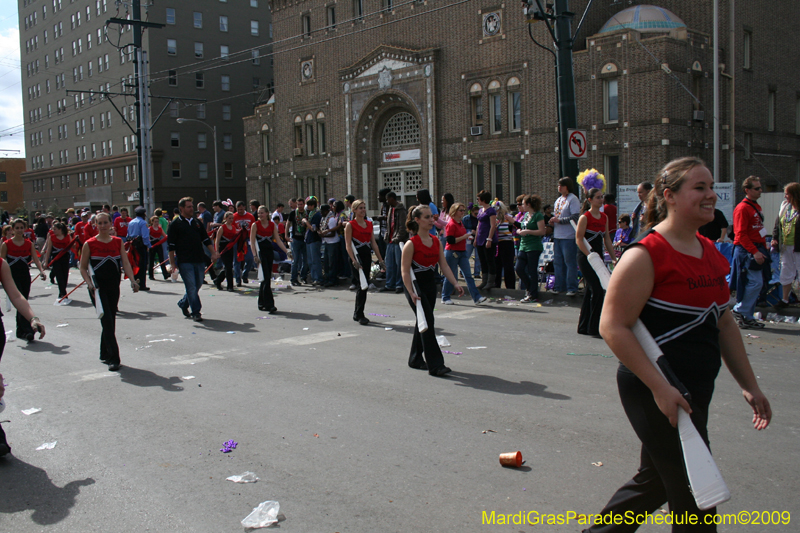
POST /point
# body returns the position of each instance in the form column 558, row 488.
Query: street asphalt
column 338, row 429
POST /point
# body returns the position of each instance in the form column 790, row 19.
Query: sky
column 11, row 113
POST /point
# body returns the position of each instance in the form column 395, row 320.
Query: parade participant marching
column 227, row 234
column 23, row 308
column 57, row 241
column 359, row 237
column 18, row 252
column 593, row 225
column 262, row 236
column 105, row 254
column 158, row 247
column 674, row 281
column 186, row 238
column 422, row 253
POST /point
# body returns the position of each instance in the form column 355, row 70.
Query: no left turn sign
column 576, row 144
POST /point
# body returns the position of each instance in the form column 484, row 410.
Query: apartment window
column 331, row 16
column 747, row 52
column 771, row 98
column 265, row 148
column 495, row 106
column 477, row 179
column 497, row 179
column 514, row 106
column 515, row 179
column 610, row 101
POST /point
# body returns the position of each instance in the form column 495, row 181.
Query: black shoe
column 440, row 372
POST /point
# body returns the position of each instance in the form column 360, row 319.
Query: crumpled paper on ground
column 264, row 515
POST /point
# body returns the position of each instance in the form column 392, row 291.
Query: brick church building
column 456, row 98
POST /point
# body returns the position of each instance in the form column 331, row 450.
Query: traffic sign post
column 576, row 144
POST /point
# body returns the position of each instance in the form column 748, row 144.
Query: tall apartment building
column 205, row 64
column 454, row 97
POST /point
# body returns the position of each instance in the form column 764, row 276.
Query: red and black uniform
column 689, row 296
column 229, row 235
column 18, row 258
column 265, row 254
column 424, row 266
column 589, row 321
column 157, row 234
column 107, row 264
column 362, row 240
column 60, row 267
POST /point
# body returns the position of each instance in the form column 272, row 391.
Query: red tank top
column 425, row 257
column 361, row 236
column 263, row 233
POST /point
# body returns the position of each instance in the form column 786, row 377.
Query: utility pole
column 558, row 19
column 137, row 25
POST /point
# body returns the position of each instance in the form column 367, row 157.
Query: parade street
____
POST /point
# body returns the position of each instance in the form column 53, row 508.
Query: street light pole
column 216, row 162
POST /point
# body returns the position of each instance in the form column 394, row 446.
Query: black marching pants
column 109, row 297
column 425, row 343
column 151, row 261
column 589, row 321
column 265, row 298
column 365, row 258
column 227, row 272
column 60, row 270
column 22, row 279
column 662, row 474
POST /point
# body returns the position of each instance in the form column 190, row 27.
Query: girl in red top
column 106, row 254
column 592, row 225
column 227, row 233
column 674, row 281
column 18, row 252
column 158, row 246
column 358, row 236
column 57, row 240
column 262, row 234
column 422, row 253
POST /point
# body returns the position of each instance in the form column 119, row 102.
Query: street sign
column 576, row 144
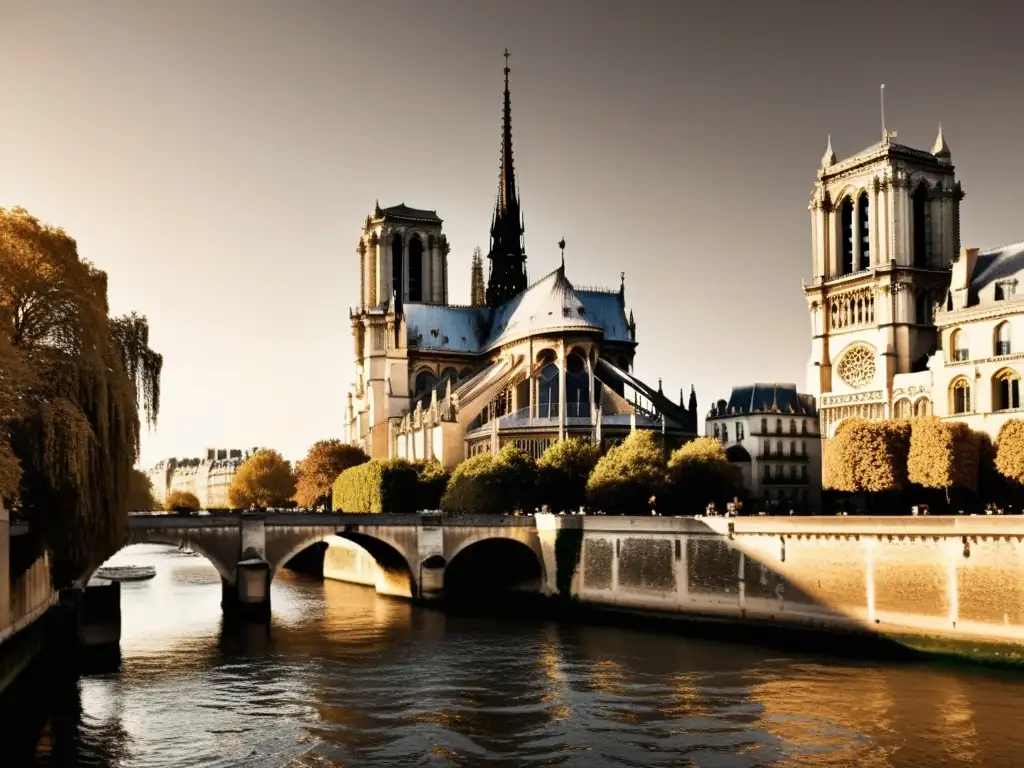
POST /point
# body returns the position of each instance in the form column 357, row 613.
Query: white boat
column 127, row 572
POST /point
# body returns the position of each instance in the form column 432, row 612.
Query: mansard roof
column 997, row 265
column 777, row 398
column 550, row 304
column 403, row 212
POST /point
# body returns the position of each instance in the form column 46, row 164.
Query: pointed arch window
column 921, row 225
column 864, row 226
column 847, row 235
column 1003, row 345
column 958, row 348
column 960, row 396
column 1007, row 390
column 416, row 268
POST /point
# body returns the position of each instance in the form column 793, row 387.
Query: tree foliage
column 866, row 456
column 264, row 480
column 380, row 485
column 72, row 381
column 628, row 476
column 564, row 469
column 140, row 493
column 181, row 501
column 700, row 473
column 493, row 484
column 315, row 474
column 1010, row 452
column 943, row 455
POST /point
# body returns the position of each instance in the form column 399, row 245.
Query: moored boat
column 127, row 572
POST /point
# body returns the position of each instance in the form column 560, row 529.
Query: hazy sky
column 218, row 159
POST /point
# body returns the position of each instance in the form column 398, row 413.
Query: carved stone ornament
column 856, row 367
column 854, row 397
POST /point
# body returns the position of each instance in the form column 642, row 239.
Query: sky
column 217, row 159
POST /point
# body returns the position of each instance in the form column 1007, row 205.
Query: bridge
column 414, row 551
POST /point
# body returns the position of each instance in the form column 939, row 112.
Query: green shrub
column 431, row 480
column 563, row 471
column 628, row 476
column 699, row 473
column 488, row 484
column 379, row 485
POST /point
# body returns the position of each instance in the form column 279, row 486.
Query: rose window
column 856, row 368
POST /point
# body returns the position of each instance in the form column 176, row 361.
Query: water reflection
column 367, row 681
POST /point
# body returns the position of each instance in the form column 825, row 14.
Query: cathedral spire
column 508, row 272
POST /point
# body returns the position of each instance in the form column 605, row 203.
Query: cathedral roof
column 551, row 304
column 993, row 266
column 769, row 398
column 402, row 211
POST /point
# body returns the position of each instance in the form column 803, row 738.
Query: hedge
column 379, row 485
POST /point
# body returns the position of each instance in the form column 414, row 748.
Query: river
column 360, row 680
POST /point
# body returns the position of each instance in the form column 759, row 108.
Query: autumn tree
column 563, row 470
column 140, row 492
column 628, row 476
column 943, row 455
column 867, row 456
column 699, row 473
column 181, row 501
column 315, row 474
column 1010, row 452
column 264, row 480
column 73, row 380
____
WHAT YOU HAVE TO DO: Collect every line of the items above that contains the string "cathedral". Case counts, so match capital and lowercase letters exactly.

CORRECT ANSWER:
Query: cathedral spire
Query: cathedral roof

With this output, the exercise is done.